-- START DATASET RECORDS --
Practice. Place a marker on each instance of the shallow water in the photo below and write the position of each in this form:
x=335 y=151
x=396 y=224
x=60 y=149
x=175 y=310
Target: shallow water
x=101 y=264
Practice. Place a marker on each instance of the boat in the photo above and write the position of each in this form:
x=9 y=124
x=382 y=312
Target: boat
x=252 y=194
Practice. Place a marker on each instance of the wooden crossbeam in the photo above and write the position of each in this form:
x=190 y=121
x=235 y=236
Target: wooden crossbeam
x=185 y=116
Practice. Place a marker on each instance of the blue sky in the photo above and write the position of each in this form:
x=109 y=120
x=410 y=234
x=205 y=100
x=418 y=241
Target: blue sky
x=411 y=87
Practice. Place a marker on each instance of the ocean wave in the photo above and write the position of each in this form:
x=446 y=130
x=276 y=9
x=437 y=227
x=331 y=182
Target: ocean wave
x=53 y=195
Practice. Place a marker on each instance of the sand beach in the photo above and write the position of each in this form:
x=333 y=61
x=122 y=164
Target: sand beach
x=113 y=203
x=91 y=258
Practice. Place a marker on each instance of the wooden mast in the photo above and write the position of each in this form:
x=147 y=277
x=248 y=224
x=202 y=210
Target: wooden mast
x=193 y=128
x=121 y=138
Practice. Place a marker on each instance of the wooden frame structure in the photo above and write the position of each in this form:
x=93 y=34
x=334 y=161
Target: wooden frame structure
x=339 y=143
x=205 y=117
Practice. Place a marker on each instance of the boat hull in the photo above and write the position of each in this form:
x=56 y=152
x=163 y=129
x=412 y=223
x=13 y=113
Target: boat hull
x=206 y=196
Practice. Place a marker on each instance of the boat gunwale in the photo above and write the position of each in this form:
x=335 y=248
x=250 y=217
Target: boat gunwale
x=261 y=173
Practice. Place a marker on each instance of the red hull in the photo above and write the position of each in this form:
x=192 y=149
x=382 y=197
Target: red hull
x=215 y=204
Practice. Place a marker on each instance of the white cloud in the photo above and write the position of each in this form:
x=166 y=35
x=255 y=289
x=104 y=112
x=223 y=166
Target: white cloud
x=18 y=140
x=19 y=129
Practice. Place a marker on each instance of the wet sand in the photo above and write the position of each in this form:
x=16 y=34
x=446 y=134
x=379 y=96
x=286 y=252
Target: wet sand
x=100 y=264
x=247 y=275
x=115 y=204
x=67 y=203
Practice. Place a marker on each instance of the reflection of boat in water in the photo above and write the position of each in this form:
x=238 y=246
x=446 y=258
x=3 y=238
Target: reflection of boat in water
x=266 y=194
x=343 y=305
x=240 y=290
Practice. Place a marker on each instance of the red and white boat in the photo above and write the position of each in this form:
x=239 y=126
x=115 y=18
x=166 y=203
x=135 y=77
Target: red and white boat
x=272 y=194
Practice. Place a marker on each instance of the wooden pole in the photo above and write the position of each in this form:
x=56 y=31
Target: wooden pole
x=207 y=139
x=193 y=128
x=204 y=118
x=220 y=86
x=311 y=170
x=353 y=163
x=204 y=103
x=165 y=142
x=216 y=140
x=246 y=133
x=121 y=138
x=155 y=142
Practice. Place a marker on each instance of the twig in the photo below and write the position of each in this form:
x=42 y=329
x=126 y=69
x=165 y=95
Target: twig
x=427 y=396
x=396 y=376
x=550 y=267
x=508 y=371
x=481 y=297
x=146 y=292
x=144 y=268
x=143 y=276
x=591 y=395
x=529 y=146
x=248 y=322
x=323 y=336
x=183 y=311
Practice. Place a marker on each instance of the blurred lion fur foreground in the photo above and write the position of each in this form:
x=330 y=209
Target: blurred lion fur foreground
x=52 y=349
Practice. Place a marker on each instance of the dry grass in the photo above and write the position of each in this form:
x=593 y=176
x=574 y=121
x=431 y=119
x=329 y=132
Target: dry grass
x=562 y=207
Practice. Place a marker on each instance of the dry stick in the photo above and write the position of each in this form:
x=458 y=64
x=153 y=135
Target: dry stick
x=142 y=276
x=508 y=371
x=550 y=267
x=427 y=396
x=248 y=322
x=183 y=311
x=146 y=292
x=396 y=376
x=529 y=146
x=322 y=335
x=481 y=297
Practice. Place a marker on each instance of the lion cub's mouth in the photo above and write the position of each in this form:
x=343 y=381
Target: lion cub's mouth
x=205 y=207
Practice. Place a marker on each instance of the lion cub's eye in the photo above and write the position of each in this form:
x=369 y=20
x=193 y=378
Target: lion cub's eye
-- END DATASET RECORDS --
**WORK REQUIRED:** Put every line of the records above into a JSON array of strings, one string per line, leaving out any blank lines.

**EXERCISE OUTPUT:**
[
  "Practice. Place a marker on each instance of the shallow water in the photo below and write the position of each in this form:",
  "x=335 y=151",
  "x=396 y=224",
  "x=60 y=149",
  "x=175 y=310",
  "Target: shallow water",
  "x=101 y=264",
  "Practice. Place a marker on each instance of the boat in the photo above and write the position of each in this form:",
  "x=9 y=124",
  "x=382 y=312",
  "Target: boat",
  "x=252 y=194",
  "Practice. Place a marker on each instance of the wooden crossbeam in the photo above and write the position of each in this form:",
  "x=190 y=121",
  "x=235 y=236",
  "Target: wooden crossbeam",
  "x=185 y=116",
  "Practice. Place a marker on each instance of the blue sky in the photo above and write the position of each in this form:",
  "x=109 y=120",
  "x=410 y=234",
  "x=205 y=100",
  "x=418 y=241",
  "Target: blue sky",
  "x=411 y=87",
  "Practice. Place a marker on each instance of the ocean wave in the photo above and write the position of each in this form:",
  "x=446 y=130",
  "x=276 y=9",
  "x=437 y=227",
  "x=331 y=182",
  "Target: ocean wave",
  "x=53 y=195",
  "Practice. Place a marker on each instance of the sand beach in the photo above and write the position of each in this form:",
  "x=333 y=61",
  "x=122 y=164",
  "Target: sand beach",
  "x=113 y=203",
  "x=91 y=258",
  "Practice. Place a marker on each instance of the wooden mast in the photo above and write the position of each in this form:",
  "x=147 y=277",
  "x=248 y=224",
  "x=202 y=210",
  "Target: wooden mast",
  "x=193 y=128",
  "x=121 y=138",
  "Practice. Place a marker on each instance of the wooden frame structure in the photo above and write the position of each in this form:",
  "x=93 y=34",
  "x=334 y=161",
  "Target: wooden frame structure",
  "x=339 y=143",
  "x=205 y=117",
  "Practice. Place a marker on each instance of the boat hull in the photo above and write the position of each in this form:",
  "x=56 y=152",
  "x=163 y=129",
  "x=412 y=223",
  "x=13 y=113",
  "Target: boat hull",
  "x=206 y=196",
  "Practice. Place a marker on each instance of the boat gunwale in the photo above and write the position of each in this form:",
  "x=335 y=248",
  "x=250 y=217",
  "Target: boat gunwale",
  "x=261 y=173",
  "Practice. Place a marker on each instance of the red hull in the photo above and write the position of each in this form:",
  "x=192 y=149",
  "x=382 y=197",
  "Target: red hull",
  "x=215 y=204",
  "Practice. Place a marker on each instance of the white cloud in the photo above and write the position of each in this form:",
  "x=166 y=35",
  "x=255 y=289",
  "x=104 y=112",
  "x=223 y=166",
  "Target: white cloud",
  "x=18 y=140",
  "x=19 y=129",
  "Practice. Place a marker on each instance of the wet sand in the photo above and write the position of each in this form:",
  "x=16 y=34",
  "x=446 y=134",
  "x=379 y=96",
  "x=286 y=252",
  "Target: wet sand",
  "x=100 y=264",
  "x=247 y=275",
  "x=115 y=204",
  "x=67 y=203",
  "Practice. Place a marker on each instance of the reflection of boat in water in the photo above and write the position of each in this form:",
  "x=238 y=246",
  "x=446 y=258",
  "x=3 y=238",
  "Target: reflection of boat in water",
  "x=266 y=194",
  "x=343 y=305",
  "x=240 y=290",
  "Practice. Place a marker on each instance of the red and white boat in the photo above and write the position of each in this form:",
  "x=239 y=126",
  "x=115 y=18",
  "x=166 y=203",
  "x=135 y=77",
  "Target: red and white boat",
  "x=272 y=194",
  "Practice. Place a marker on each instance of the wooden pole in the photo above and write the position of each in this form:",
  "x=56 y=31",
  "Target: wooden pole",
  "x=207 y=139",
  "x=193 y=128",
  "x=204 y=118",
  "x=220 y=86",
  "x=311 y=170",
  "x=353 y=163",
  "x=204 y=103",
  "x=165 y=142",
  "x=216 y=140",
  "x=246 y=133",
  "x=121 y=138",
  "x=155 y=142",
  "Practice. Place a marker on each instance of the twig in the photo below and write the position of each in this form:",
  "x=42 y=329",
  "x=126 y=69",
  "x=165 y=95",
  "Target: twig",
  "x=427 y=396",
  "x=396 y=376",
  "x=550 y=267",
  "x=508 y=371",
  "x=481 y=297",
  "x=146 y=292",
  "x=144 y=268",
  "x=143 y=276",
  "x=591 y=395",
  "x=529 y=146",
  "x=248 y=322",
  "x=323 y=336",
  "x=183 y=311",
  "Practice. Place a marker on each instance of the blurred lion fur foreground in the photo above and write the position of each in this form:",
  "x=330 y=209",
  "Target: blurred lion fur foreground",
  "x=52 y=349",
  "Practice. Place a marker on each instance of the dry grass in the photo above and write the position of each in this form:",
  "x=593 y=176",
  "x=574 y=121",
  "x=431 y=119",
  "x=329 y=132",
  "Target: dry grass",
  "x=562 y=207",
  "Practice. Place a marker on each instance of the dry stick in the photo above and write the position of each in this form:",
  "x=458 y=64",
  "x=153 y=135",
  "Target: dry stick",
  "x=142 y=276",
  "x=508 y=371",
  "x=550 y=267",
  "x=427 y=396",
  "x=248 y=322",
  "x=183 y=311",
  "x=146 y=292",
  "x=396 y=376",
  "x=529 y=146",
  "x=322 y=335",
  "x=481 y=297",
  "Practice. Place a marker on each instance of the lion cub's mouth in the photo above and write the position of each in this form:",
  "x=343 y=381",
  "Target: lion cub's mouth",
  "x=205 y=207",
  "Practice. Place a marker on each instance of the lion cub's eye in the photo above and write the position of each in this form:",
  "x=369 y=20",
  "x=193 y=378",
  "Target: lion cub's eye"
]